Activity:
What is the number of lines below that include the string "segment"? Provide that number alone.

Dataset records:
┌──

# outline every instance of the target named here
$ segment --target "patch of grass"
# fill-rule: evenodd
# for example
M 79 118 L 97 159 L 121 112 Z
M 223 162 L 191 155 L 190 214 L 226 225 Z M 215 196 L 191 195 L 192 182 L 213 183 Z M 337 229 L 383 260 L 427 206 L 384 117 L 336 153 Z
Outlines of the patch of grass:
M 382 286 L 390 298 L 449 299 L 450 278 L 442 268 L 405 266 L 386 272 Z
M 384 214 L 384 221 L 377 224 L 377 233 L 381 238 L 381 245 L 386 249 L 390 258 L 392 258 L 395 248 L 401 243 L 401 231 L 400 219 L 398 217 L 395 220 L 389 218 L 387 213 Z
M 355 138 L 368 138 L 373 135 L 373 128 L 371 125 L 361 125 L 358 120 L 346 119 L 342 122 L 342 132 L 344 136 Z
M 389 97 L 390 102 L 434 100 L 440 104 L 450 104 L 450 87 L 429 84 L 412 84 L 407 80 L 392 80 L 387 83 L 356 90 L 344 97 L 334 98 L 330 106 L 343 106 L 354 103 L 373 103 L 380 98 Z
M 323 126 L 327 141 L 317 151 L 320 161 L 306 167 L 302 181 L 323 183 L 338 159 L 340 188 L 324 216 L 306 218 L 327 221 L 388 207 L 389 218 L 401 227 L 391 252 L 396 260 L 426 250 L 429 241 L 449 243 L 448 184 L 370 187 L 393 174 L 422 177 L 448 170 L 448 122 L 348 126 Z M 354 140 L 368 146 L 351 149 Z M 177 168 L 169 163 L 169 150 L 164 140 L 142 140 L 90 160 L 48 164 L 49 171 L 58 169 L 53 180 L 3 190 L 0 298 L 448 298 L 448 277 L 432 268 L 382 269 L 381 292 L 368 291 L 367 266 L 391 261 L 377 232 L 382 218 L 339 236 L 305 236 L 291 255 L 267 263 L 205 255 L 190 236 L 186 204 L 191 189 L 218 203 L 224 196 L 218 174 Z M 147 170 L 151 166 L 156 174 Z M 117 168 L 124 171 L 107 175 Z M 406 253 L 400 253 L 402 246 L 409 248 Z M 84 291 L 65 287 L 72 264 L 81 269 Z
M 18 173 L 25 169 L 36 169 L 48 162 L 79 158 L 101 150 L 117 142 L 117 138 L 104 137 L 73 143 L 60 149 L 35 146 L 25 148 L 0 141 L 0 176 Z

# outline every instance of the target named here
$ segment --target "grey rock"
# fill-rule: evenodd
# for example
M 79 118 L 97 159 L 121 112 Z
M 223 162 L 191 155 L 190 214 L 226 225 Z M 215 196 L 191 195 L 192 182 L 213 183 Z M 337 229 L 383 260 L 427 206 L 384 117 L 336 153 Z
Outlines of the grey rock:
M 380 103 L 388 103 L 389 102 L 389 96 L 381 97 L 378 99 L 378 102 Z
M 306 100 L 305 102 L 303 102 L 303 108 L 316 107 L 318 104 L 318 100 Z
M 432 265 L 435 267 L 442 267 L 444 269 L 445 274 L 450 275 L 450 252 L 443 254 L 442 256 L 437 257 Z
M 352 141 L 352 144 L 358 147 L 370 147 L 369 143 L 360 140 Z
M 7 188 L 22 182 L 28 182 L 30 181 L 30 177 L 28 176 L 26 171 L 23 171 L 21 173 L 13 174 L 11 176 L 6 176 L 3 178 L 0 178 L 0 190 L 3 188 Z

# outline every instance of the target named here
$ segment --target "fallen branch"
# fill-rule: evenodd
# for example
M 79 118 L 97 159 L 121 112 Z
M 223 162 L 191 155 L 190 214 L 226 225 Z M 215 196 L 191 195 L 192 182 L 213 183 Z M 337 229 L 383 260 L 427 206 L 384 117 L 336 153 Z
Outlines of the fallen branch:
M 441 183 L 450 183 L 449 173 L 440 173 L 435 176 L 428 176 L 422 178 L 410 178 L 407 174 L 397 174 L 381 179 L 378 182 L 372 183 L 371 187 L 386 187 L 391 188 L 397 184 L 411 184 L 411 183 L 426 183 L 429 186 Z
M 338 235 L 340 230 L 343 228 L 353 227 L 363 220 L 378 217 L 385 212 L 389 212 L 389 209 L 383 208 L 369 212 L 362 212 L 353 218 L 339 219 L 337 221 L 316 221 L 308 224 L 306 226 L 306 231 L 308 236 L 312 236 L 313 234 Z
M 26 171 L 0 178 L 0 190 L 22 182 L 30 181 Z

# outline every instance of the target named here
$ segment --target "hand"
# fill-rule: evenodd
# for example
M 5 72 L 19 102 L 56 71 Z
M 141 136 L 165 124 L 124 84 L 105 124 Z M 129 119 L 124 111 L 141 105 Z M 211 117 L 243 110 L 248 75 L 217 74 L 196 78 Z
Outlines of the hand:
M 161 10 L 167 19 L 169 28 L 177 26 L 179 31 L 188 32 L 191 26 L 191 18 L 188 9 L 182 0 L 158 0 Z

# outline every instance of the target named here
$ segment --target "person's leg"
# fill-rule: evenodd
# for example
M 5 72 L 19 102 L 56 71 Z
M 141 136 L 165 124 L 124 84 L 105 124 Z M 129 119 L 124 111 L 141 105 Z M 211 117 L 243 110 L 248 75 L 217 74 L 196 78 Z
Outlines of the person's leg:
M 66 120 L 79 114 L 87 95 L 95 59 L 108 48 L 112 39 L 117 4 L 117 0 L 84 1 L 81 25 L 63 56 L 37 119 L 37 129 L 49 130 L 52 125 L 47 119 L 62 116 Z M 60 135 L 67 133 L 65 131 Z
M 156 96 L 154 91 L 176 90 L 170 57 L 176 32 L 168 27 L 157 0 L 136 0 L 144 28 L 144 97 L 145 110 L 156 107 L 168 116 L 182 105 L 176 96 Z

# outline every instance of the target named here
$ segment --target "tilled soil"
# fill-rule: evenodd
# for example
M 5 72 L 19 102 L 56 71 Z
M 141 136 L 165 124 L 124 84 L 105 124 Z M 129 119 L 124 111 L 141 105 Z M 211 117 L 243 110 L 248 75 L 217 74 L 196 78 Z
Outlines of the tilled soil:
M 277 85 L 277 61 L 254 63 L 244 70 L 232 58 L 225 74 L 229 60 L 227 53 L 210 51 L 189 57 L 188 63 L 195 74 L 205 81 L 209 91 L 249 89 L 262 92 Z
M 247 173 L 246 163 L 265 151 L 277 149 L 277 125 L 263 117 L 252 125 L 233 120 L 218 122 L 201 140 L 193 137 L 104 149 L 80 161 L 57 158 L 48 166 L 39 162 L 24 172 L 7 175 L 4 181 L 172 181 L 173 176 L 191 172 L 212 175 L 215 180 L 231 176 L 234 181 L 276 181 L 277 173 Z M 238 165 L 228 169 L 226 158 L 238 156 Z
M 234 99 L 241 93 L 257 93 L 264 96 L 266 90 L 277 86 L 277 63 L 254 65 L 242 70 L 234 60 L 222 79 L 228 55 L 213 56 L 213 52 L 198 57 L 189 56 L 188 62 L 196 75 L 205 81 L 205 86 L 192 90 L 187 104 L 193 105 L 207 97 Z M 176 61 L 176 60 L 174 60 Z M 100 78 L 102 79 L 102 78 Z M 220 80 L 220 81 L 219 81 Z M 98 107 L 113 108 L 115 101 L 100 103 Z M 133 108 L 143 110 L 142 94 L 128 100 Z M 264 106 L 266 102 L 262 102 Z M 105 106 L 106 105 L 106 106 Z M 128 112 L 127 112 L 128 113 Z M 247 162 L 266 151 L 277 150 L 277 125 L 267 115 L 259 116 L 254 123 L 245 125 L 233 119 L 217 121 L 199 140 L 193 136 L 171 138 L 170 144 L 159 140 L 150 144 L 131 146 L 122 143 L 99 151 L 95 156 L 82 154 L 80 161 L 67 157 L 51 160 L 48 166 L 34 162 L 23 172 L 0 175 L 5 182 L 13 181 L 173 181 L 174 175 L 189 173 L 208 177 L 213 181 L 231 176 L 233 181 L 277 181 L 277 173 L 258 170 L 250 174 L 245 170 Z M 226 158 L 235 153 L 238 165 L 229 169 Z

└──

Response below:
6